■ Exercise goal
Put every line of the entries below into a numbered list, skipping blank lines and leaving out the pictures.

■ Entries shown
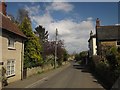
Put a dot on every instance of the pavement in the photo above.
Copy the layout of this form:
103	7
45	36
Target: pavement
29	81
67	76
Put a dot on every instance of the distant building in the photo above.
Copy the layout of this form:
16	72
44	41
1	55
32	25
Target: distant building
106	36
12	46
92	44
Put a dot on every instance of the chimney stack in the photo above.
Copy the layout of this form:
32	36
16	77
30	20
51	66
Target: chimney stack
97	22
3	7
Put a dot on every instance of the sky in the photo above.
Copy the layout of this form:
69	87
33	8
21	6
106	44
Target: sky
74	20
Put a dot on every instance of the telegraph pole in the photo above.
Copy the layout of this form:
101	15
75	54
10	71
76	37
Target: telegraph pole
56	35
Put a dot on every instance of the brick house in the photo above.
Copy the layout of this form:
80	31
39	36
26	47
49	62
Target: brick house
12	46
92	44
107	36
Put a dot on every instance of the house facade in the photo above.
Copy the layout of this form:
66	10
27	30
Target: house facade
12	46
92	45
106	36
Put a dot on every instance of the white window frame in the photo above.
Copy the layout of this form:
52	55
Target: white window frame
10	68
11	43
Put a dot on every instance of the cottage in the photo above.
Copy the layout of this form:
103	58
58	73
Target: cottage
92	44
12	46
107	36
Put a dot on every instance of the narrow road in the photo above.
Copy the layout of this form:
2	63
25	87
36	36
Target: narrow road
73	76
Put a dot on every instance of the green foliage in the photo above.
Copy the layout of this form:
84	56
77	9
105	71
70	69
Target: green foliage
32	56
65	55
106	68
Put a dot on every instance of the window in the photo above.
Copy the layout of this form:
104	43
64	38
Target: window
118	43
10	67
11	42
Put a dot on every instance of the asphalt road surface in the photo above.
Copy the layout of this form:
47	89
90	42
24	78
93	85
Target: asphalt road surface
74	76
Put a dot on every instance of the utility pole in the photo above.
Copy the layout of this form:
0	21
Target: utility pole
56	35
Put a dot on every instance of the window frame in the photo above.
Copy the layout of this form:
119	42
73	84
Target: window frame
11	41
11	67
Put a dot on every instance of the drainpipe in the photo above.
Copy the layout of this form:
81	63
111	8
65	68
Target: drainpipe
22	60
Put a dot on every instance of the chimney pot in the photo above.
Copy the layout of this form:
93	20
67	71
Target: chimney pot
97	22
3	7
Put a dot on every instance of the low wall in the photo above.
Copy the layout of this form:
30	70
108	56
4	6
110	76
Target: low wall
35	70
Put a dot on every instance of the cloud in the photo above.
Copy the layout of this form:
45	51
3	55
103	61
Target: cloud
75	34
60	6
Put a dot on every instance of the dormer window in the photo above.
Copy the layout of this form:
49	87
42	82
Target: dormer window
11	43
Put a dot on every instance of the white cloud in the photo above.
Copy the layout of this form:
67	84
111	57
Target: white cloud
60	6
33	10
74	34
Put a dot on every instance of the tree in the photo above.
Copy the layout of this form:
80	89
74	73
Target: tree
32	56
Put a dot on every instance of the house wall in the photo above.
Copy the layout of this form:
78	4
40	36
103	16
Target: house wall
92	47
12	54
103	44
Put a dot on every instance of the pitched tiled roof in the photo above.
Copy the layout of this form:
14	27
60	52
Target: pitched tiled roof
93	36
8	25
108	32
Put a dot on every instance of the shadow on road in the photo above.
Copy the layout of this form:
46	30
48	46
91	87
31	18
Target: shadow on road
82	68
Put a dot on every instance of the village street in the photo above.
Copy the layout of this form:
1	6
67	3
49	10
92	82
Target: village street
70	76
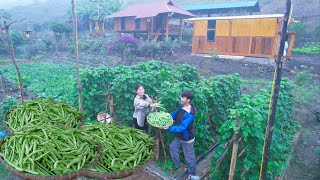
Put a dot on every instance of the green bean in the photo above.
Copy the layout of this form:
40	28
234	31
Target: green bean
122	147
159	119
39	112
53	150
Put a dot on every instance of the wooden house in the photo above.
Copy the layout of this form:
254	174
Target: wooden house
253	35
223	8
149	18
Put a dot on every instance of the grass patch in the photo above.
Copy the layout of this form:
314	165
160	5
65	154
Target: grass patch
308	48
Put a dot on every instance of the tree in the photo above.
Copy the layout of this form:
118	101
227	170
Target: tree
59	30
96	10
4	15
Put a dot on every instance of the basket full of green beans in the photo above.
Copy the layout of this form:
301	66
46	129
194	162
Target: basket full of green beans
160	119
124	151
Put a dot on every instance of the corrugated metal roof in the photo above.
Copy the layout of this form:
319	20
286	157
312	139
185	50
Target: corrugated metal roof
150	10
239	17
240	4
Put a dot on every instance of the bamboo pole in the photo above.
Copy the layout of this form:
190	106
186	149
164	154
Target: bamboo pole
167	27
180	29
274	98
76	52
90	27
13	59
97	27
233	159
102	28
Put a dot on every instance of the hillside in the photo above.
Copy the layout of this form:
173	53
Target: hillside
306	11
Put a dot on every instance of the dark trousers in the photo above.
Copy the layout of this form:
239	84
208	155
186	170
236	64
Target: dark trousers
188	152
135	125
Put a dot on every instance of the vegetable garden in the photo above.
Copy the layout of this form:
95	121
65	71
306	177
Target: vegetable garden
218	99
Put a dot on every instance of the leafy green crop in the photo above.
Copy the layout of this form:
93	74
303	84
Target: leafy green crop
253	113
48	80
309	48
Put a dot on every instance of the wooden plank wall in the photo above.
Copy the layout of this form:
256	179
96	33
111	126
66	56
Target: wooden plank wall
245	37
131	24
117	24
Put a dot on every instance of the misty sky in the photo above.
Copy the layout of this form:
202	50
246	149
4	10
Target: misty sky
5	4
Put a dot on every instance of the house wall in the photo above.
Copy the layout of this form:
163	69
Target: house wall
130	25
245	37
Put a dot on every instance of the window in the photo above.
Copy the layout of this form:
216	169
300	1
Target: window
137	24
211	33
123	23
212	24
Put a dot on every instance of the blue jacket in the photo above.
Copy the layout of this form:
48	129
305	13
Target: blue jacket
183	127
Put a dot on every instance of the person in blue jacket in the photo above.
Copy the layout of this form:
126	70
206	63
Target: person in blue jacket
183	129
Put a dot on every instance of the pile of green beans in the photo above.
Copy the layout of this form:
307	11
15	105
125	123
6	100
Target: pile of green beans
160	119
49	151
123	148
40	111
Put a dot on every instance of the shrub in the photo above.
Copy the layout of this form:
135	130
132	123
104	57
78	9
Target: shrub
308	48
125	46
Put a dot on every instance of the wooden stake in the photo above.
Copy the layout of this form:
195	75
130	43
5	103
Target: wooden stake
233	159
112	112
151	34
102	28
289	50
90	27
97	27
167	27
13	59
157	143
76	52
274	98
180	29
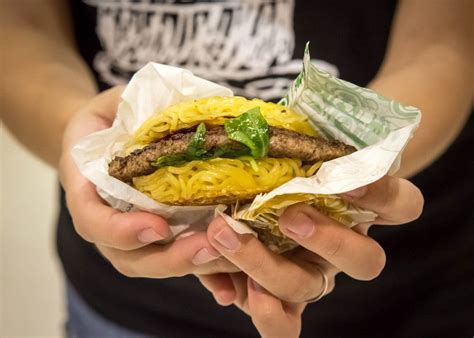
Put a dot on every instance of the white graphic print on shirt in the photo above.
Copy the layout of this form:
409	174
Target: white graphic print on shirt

■ Exercise output
1. Put a dot on every instance of the pavement in the photo above.
2. Copy the layout of this form:
3. 103	7
4. 45	36
5. Target: pavement
6. 29	81
7. 67	76
8. Put a dot on every instance of the distant building in the photo above.
9. Copy the layout of this form:
10. 16	72
11. 44	41
12. 1	55
13. 32	25
14. Target: distant building
15. 106	36
16. 12	46
17. 92	44
18. Put a dot on every instance of the chimney stack in the photo above.
19. Copy the layout of this form:
20. 32	36
21. 16	77
22. 30	20
23. 51	66
24. Target: chimney stack
25. 97	22
26. 3	7
27. Put a dot on every instance of the sky in the photo above.
28. Copy the layout of this form:
29. 69	87
30. 33	8
31. 21	6
32. 106	44
33. Target: sky
34. 74	20
35. Put a dot on every instance of the telegraph pole in the photo above.
36. Copy the layout of this form:
37. 101	15
38. 75	54
39. 10	71
40. 76	37
41. Target: telegraph pole
42. 56	35
43. Put a dot on every instance of the brick house in the photo above.
44. Copy the layout of this form:
45. 80	31
46. 39	36
47. 26	47
48. 49	62
49. Target: brick house
50. 12	46
51. 92	44
52. 107	36
53. Put a dot on every instance of the house facade in the photo above.
54. Copy the layout of this form:
55. 66	10
56. 27	30
57. Target: house facade
58. 12	46
59. 92	45
60. 106	36
61. Put a dot on every instance of the white window frame in the photo above.
62. Copy the layout of this form:
63. 52	55
64. Target: white window frame
65. 10	68
66. 11	43
67. Put a dot on every instance of the cottage in the photo above.
68. Copy the layout of this form:
69. 103	58
70. 58	73
71. Target: cottage
72. 92	44
73. 12	46
74. 107	36
75. Put a dot on every instance of the narrow road in the photo above.
76. Copy the layout of this form:
77. 2	63
78. 25	87
79. 36	36
80. Target: narrow road
81. 73	76
82. Put a dot on every instance of the green foliage in the photo above.
83. Copy the layout of this form:
84. 84	56
85. 77	9
86. 105	71
87. 70	69
88. Target: green foliage
89. 32	56
90. 65	55
91. 106	68
92. Put a dot on every instance of the window in the photo above.
93. Copy the layout of this form:
94. 104	43
95. 64	38
96. Target: window
97. 118	43
98. 10	67
99. 11	42
100. Put a dot on every instance of the asphalt road surface in the photo above.
101. Copy the layout of this form:
102. 47	89
103. 90	42
104. 24	78
105. 93	85
106. Target: asphalt road surface
107. 74	76
108. Put a dot on every instance of the utility pole in the photo above.
109. Copy the layout of this form:
110. 0	21
111. Target: utility pole
112. 56	35
113. Put a dot on every instance of the window frame in the photo above.
114. Copy the layout of this form:
115. 119	42
116. 73	84
117. Target: window frame
118. 11	41
119. 11	67
120. Put a dot on every instance of the drainpipe in the photo above.
121. Copy the layout of this form:
122. 81	63
123. 111	8
124. 65	68
125. Target: drainpipe
126. 22	60
127. Put a dot on every instance of the chimney pot in the photo above.
128. Copy the layout of this form:
129. 93	20
130. 67	71
131. Target: chimney pot
132. 97	22
133. 3	7
134. Put a dot on every instance of the low wall in the photo above.
135. Copy the layout of this form:
136. 30	70
137. 108	56
138. 4	6
139. 110	76
140. Target: low wall
141. 35	70
142. Put a dot on every instance of the cloud in the photo above.
143. Copy the layout of this form:
144. 45	51
145. 3	55
146. 103	61
147. Target: cloud
148. 75	34
149. 60	6
150. Put a dot on every instance of the dormer window in the photo above.
151. Copy the layout of this form:
152. 49	87
153. 42	82
154. Target: dormer window
155. 11	43
156. Put a dot on every instance of the white cloud in the photo above.
157. Copy the layout of this form:
158. 67	84
159. 111	57
160. Target: white cloud
161. 60	6
162. 33	10
163. 74	34
164. Put a dot on every instance of the tree in the photo above.
165. Copy the layout of this form:
166. 80	89
167. 74	73
168. Target: tree
169. 32	56
170. Put a dot on every instance of the house wall in the photo above.
171. Copy the layout of this form:
172. 78	4
173. 40	36
174. 103	16
175. Target: house wall
176. 92	47
177. 12	54
178. 103	44
179. Put a dot on every instance of the pitched tiled roof in the photo above.
180. Copy the layout of this form:
181. 14	27
182. 60	52
183. Target: pitched tiled roof
184. 93	36
185. 8	25
186. 108	32
187. Put a dot on every instance of the shadow on road in the photo above.
188. Copy the layout of this form:
189. 46	30
190. 48	46
191. 91	87
192. 31	18
193. Target: shadow on road
194. 82	68
195. Put a dot on every instance of the village street in the photo above.
196. Copy the layout of this form:
197. 1	6
198. 67	3
199. 49	10
200. 92	82
201. Target: village street
202. 70	76
203. Put a dot on every instance of the green bean in the photo above.
204. Copy the layout of this form:
205. 40	28
206. 234	31
207. Target: green bean
208. 122	147
209. 159	119
210. 39	112
211. 53	150
212. Put a dot on every instance of the wooden house in the photo above.
213. Copy the layout of this form:
214. 254	174
215. Target: wooden house
216. 253	35
217. 223	8
218. 149	18
219. Put a dot on every instance of the grass patch in the photo above.
220. Copy the layout of this form:
221. 314	165
222. 160	5
223. 65	154
224. Target: grass patch
225. 308	48
226. Put a dot on every instance of the tree in the photo above.
227. Copy the layout of this form:
228. 118	101
229. 227	170
230. Target: tree
231. 59	30
232. 96	10
233. 4	15
234. Put a dot on every instance of the basket full of green beans in the photo above.
235. Copy the layout of this form:
236. 301	66
237. 46	129
238. 194	162
239. Target: basket full of green beans
240. 160	119
241. 124	151
242. Put a dot on every instance of the corrugated metal roof in the photo above.
243. Copy the layout of this form:
244. 319	20
245. 286	157
246. 312	139
247. 185	50
248. Target: corrugated metal roof
249. 150	10
250. 239	17
251. 240	4
252. Put a dot on every instance of the bamboo pole in the photo above.
253. Copy the layout of this form:
254. 190	106
255. 186	149
256. 164	154
257. Target: bamboo pole
258. 167	27
259. 180	29
260. 274	98
261. 76	52
262. 90	27
263. 13	59
264. 97	27
265. 233	159
266. 102	28
267. Put a dot on every instance of the hillside in the photo above.
268. Copy the layout of this form:
269. 173	53
270. Target: hillside
271. 306	11
272. Put a dot on every instance of the dark trousers in the photo above.
273. Copy the layout of this form:
274. 239	84
275. 208	155
276. 186	170
277. 236	64
278. Target: dark trousers
279. 188	152
280. 135	125
281. Put a dot on every instance of the vegetable garden in the photo above.
282. Copy the layout of this form:
283. 95	121
284. 65	71
285. 306	177
286. Target: vegetable garden
287. 218	99
288. Put a dot on every instance of the leafy green crop in the photo above.
289. Copy the layout of this form:
290. 93	74
291. 303	84
292. Target: leafy green crop
293. 253	113
294. 48	80
295. 309	48
296. Put a dot on every instance of the wooden plank wall in the photo above.
297. Copy the layout of this form:
298. 256	179
299. 96	33
300. 111	126
301. 66	56
302. Target: wooden plank wall
303. 245	37
304. 131	24
305. 117	24
306. Put a dot on every instance of the misty sky in the photo above.
307. Copy the layout of this form:
308. 202	50
309. 246	149
310. 4	10
311. Target: misty sky
312. 5	4
313. Put a dot on every instance of the house wall in the photo above.
314. Copy the layout of this form:
315. 163	69
316. Target: house wall
317. 130	25
318. 245	37
319. Put a dot on every instance of the window in the photo above.
320. Copy the layout of this form:
321. 216	169
322. 300	1
323. Target: window
324. 137	24
325. 211	33
326. 123	23
327. 212	24
328. Put a dot on every instance of the blue jacket in the photo above.
329. Copy the layout of this form:
330. 48	129
331. 305	13
332. Target: blue jacket
333. 183	127
334. Put a dot on every instance of the person in blue jacket in the photo above.
335. Copy the layout of this form:
336. 126	70
337. 206	63
338. Target: person in blue jacket
339. 183	129
340. Put a dot on every instance of the pile of green beans in the photo above.
341. Copy the layout of this form:
342. 307	11
343. 15	105
344. 125	123
345. 6	100
346. Target: pile of green beans
347. 160	119
348. 49	151
349. 123	148
350. 40	111
351. Put a dot on every instance of the shrub in the photo above.
352. Copy the layout of this form:
353. 135	130
354. 132	123
355. 104	57
356. 78	9
357. Target: shrub
358. 308	48
359. 125	46
360. Put a dot on every instance of the wooden stake in the photo above.
361. Copy the layout of this form:
362. 195	75
363. 130	43
364. 5	103
365. Target: wooden stake
366. 233	159
367. 112	112
368. 151	34
369. 102	28
370. 289	50
371. 90	27
372. 97	27
373. 167	27
374. 13	59
375. 157	143
376. 76	52
377. 274	98
378. 180	29
379. Put a dot on every instance of the white graphic print on shirt in the photo above.
380. Copy the layout of this form:
381. 409	174
382. Target: white graphic print on shirt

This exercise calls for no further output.